▶ GIVEN EXERCISE:
Rewrite the material below with every "Entries" changed to "Points", leaving all other text as it is.

─── SUPPLIED ENTRIES

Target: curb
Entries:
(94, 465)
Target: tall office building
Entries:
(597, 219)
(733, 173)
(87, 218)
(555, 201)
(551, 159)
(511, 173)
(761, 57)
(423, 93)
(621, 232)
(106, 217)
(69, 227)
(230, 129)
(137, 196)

──────

▶ FULL OUTPUT:
Target: curb
Points:
(94, 465)
Target: tall office building
Points:
(597, 219)
(733, 173)
(87, 218)
(555, 201)
(551, 159)
(511, 173)
(761, 57)
(423, 93)
(621, 232)
(106, 217)
(69, 227)
(230, 129)
(137, 196)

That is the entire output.